_Text to read_:
=-=-=
TL;DR: Public-facing domains can be scanned in seconds for post-quantum TLS readiness, but the real program work sits in cryptographic inventory, certificate migration, and long-lived machine identity dependencies, according to Axiad. The external check is useful, but it only marks the start of a multi-year transition, not the end.
At a glance
What this is: This is Axiad’s analysis of a free PQC readiness tester for public-facing domains and the limits of treating TLS readiness as the whole quantum migration story.
Why it matters: It matters because IAM, NHI, and infrastructure teams need to distinguish between visible TLS posture and the harder work of inventorying machine identities, certificates, and cryptographic dependencies across the enterprise.
By the numbers:
- Gartner's research projects that quantum computing will render conventional asymmetric cryptography unsafe by approximately 2029 and fully breakable by 2034.
👉 Read Axiad's analysis of public-domain PQC readiness and cryptographic inventory
Context
Post-quantum cryptography readiness is a governance problem before it is a cryptography problem. Public-facing domains may be easy to test, but the underlying risk sits across TLS, certificates, machine identities, and long-lived application dependencies that most programmes do not inventory cleanly today.
The primary challenge for identity teams is that quantum exposure spans both external-facing trust paths and the internal identity estate. That makes PQC migration part of identity governance, not just a network or platform upgrade, because the systems most likely to break are often the ones that security teams can least see end to end.
Key questions
Q: How should security teams prioritise PQC migration for internet-facing systems?
A: Start with public domains, APIs, and partner-facing services because they are easiest to observe and most exposed to interception. Use TLS handshake results to identify where post-quantum key exchange is already possible, then rank remediation by exposure, replacement effort, and the business value of the data protected.
Q: Why do machine identities make PQC migration harder than TLS scanning suggests?
A: Machine identities often sit outside the tidy certificate view that external scans provide. Service accounts, API keys, SSH keys, and code signing certificates can persist for years, span multiple owners, and depend on legacy libraries or vendor systems that are difficult to replace quickly.
Q: How do organisations know whether a domain is truly PQC ready?
A: A domain is not fully ready just because it negotiates a post-quantum key exchange at the edge. Teams also need to confirm certificate strategy, internal cryptographic dependencies, and the identity lifecycle for any machine credentials tied to that service.
Q: Who should own post-quantum cryptography readiness across the enterprise?
A: Ownership should sit across identity, infrastructure, application, and risk functions, with a named lifecycle owner for certificates and machine credentials. PQC readiness fails when it is treated as a one-team project, because the exposure lives across multiple control planes.
Technical breakdown
How PQC readiness is measured in public TLS handshakes
A public-domain PQC readiness test works by observing the TLS handshake a browser negotiates with a server. The server advertises supported key exchange groups, and the client selects from that set. A PQC-capable result means the server can negotiate TLS 1.3 with at least one post-quantum key exchange algorithm, while a non-compliant result means only classical algorithms are available or TLS 1.3 is absent. This is a useful signal because it reflects what external users and adversaries can actually see on the wire, but it does not inspect internal PKI, application-layer cryptography, or non-TLS credentials.
Practical implication: Use external TLS scanning as a baseline control, not as proof of full quantum readiness.
=-=-=
_Record list_:
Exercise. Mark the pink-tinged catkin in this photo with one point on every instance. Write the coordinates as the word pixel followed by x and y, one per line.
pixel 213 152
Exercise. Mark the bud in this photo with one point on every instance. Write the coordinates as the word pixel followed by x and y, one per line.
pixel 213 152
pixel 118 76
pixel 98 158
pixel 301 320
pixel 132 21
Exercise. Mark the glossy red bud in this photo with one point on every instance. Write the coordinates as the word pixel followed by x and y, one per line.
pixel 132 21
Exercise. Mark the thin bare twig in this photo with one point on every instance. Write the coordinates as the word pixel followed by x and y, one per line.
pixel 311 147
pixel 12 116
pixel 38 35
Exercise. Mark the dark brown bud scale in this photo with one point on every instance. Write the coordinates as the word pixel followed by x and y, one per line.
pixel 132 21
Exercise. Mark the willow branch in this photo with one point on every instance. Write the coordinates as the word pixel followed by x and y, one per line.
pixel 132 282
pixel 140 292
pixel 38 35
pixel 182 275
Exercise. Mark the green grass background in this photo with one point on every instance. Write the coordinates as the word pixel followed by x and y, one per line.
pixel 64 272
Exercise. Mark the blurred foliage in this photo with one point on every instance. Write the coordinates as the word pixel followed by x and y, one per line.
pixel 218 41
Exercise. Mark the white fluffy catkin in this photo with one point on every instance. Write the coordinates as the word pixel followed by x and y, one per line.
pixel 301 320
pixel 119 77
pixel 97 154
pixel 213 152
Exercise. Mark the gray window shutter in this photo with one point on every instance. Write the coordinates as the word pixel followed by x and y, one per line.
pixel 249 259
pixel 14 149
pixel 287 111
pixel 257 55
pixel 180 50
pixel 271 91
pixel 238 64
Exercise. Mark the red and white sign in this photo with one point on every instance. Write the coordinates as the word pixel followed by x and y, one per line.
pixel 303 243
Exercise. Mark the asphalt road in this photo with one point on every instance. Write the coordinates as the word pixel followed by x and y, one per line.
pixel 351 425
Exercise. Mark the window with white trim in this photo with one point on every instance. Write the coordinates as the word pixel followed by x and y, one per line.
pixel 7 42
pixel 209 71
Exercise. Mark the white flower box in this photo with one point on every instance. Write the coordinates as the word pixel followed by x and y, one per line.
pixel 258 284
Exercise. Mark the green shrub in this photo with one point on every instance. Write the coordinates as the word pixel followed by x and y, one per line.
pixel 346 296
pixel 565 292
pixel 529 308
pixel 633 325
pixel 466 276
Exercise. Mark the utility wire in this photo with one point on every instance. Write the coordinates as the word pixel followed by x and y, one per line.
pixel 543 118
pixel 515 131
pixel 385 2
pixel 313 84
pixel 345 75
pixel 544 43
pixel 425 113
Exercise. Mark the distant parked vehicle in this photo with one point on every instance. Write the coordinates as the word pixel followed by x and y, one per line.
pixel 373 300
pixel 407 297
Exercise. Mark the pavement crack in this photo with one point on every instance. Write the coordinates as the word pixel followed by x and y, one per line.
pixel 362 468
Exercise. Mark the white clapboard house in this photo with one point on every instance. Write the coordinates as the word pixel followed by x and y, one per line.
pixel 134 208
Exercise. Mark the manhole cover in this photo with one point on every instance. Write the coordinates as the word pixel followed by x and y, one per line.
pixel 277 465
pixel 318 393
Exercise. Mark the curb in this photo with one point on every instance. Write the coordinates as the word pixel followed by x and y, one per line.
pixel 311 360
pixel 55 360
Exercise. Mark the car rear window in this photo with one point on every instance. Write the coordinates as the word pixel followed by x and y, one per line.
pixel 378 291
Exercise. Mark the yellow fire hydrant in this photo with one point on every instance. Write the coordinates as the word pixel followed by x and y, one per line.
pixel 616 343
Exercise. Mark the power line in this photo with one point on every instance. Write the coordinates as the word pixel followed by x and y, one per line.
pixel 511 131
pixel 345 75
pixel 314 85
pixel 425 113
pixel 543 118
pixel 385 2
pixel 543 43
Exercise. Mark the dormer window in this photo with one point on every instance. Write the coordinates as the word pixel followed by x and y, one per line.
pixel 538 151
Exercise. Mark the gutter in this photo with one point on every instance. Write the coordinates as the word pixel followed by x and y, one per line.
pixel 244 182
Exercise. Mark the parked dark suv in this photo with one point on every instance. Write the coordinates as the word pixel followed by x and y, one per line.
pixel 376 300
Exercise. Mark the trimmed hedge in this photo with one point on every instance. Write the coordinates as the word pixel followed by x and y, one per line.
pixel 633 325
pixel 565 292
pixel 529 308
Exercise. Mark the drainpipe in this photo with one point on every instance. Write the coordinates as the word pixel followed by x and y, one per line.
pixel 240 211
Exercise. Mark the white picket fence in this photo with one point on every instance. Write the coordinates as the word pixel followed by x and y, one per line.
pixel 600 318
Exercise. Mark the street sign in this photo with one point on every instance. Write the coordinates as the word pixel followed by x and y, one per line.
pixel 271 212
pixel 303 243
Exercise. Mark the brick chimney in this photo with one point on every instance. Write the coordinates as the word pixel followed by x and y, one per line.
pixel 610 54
=-=-=
_Task instructions_:
- A) Answer these from the post-quantum readiness text, one per line:
(i) By approximately what year does Gartner's research project that quantum computing will make conventional asymmetric cryptography unsafe?
(ii) When prioritizing PQC migration for internet-facing systems, what should security teams start with?
(iii) In a public-domain readiness test, what does a PQC-capable result mean?
- B) Rewrite the paragraph in the post-quantum readiness text that begins "A public-domain PQC readiness test works" as a short bulleted list that keeps its main facts.

_Results_:
- A)
(i) Approximately 2029.
(ii) Public domains, APIs, and partner-facing services.
(iii) The server can negotiate TLS 1.3 with at least one post-quantum key exchange algorithm.

- B)
- The test observes the TLS handshake a browser negotiates with a server.
- The server advertises supported key exchange groups, and the client selects from them.
- PQC-capable: the server can negotiate TLS 1.3 with at least one post-quantum key exchange algorithm.
- Non-compliant: only classical algorithms are available, or TLS 1.3 is absent.
- The result is useful because it reflects what external users and adversaries can see on the wire.
- It does not inspect internal PKI, application-layer cryptography, or non-TLS credentials.